◆ EXERCISE
Whenever a line in the material below contains "forearm", copy that line.

LISTED ENTRIES START

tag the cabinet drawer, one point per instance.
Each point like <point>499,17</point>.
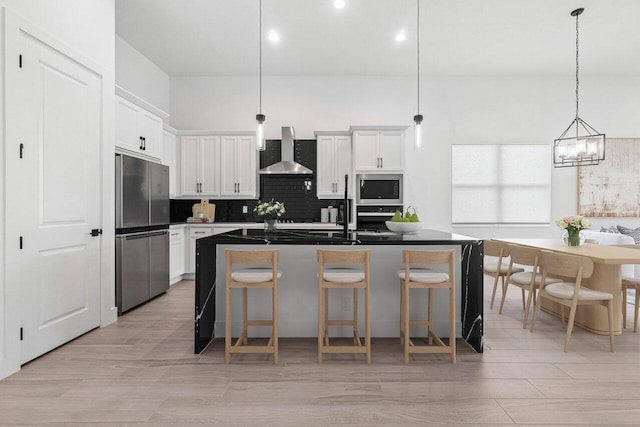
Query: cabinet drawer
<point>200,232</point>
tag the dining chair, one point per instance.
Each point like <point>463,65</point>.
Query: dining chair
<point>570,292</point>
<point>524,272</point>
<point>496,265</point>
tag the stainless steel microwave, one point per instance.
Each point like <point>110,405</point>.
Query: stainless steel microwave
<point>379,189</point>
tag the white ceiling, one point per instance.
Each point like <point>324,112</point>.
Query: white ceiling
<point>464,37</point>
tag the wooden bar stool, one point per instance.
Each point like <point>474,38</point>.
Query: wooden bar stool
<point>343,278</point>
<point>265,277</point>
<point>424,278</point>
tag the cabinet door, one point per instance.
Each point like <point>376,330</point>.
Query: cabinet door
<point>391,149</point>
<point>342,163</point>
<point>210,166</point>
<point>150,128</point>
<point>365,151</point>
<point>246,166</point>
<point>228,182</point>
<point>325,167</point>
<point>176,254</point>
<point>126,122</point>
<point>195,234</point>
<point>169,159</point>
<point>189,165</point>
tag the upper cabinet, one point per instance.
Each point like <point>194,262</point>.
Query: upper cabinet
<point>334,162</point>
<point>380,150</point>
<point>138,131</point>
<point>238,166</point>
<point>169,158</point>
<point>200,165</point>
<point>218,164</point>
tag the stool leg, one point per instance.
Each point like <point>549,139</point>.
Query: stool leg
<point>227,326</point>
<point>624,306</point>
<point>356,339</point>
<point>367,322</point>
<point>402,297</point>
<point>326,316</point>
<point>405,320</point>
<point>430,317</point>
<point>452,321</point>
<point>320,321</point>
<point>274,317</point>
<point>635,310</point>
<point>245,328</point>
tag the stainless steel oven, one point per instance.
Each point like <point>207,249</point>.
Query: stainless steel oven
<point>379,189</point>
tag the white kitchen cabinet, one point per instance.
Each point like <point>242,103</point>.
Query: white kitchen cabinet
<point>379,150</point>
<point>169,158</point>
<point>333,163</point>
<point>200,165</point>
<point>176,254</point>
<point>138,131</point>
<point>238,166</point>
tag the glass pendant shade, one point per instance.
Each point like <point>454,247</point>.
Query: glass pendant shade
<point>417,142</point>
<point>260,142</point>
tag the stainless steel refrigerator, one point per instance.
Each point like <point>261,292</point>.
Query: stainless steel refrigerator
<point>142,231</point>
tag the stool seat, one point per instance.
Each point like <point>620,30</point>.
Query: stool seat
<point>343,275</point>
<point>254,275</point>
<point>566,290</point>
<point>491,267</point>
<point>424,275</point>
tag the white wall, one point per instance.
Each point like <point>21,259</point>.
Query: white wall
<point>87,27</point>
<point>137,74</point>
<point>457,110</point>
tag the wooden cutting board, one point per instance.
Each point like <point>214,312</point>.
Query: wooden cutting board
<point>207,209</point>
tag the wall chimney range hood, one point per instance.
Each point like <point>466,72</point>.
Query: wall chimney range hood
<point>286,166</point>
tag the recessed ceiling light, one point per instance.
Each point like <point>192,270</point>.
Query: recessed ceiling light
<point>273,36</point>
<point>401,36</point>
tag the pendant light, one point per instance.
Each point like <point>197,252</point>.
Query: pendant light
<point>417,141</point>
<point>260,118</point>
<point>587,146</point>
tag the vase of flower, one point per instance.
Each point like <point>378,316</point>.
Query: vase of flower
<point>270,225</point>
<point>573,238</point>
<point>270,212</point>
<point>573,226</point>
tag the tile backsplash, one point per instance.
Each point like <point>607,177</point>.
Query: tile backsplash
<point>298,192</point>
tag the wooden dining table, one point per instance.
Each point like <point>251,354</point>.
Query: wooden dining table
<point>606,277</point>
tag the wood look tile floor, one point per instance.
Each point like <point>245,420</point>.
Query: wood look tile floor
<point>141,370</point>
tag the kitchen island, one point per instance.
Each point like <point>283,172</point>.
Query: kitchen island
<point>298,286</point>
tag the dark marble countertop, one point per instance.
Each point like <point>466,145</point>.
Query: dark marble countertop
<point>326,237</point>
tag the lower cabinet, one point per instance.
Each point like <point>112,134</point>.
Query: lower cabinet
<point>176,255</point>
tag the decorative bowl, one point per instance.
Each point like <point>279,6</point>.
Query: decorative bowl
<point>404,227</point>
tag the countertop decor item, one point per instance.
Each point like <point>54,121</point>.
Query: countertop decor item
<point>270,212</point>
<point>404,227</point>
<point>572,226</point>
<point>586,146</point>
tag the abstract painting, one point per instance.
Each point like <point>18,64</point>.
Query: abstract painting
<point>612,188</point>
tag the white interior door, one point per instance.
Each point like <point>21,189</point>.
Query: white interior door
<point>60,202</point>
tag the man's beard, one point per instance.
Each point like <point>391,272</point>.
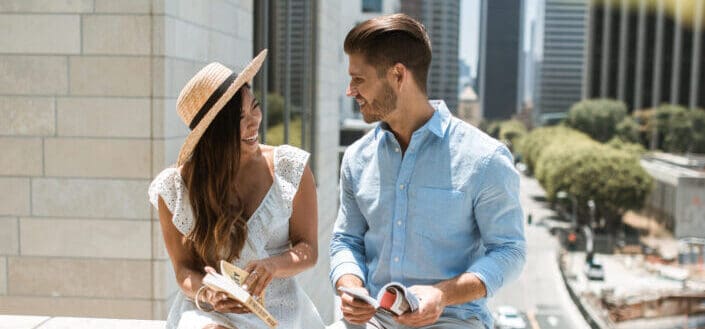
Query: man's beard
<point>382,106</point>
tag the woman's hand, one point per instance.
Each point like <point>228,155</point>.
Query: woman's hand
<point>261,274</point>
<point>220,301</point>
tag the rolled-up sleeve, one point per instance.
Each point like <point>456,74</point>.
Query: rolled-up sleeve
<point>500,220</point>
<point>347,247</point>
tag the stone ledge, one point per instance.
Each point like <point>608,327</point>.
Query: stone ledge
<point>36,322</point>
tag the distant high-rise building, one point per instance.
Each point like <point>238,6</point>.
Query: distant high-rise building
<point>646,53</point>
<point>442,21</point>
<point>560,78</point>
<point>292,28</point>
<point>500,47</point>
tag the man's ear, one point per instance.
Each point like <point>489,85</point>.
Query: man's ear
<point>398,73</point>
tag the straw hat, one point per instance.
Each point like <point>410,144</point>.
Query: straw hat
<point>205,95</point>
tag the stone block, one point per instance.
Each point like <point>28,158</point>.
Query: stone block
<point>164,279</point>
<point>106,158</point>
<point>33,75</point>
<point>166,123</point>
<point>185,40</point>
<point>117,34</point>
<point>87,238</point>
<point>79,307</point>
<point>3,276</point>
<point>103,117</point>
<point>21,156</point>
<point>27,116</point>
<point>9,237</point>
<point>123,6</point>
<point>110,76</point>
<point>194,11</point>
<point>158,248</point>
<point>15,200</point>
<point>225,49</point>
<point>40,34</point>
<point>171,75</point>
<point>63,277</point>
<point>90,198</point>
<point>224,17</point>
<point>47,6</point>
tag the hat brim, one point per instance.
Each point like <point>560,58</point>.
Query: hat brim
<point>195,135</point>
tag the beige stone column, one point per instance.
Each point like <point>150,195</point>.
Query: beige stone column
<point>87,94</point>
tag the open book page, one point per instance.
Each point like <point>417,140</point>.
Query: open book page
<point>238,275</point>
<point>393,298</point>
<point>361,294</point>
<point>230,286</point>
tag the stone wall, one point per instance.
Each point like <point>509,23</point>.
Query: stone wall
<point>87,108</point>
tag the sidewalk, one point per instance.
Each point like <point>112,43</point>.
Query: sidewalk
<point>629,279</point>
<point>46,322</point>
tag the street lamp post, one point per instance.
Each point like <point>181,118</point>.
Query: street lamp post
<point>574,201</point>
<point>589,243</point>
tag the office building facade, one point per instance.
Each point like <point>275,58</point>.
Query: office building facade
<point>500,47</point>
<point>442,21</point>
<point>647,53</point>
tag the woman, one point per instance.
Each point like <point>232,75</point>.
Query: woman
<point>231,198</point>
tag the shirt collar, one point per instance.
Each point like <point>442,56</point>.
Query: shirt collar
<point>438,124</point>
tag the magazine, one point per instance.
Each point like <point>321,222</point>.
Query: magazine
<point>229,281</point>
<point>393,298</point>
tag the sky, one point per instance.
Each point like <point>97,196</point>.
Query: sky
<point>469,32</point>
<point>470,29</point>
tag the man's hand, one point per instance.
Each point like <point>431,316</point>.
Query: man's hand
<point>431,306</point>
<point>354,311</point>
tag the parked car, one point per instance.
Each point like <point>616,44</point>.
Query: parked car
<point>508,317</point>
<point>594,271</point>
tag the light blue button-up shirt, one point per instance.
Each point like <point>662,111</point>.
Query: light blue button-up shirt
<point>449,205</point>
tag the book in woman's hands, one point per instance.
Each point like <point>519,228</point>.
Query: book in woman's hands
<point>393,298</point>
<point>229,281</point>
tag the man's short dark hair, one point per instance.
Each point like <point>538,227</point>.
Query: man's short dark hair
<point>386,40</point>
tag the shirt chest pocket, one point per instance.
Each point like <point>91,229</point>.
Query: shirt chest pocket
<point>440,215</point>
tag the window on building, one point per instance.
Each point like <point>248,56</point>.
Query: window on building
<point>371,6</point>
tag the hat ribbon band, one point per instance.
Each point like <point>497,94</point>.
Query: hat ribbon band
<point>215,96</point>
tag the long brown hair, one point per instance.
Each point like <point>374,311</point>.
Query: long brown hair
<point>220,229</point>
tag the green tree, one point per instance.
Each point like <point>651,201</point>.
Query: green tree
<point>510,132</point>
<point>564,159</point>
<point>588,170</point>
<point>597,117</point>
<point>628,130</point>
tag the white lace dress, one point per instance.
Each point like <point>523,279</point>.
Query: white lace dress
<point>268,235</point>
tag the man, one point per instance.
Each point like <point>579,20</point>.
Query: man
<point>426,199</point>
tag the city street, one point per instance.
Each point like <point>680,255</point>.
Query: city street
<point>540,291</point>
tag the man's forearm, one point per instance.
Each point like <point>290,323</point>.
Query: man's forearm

LISTED ENTRIES END

◆ EXERCISE SOLUTION
tag the man's forearm, one point per instance.
Query: man's forearm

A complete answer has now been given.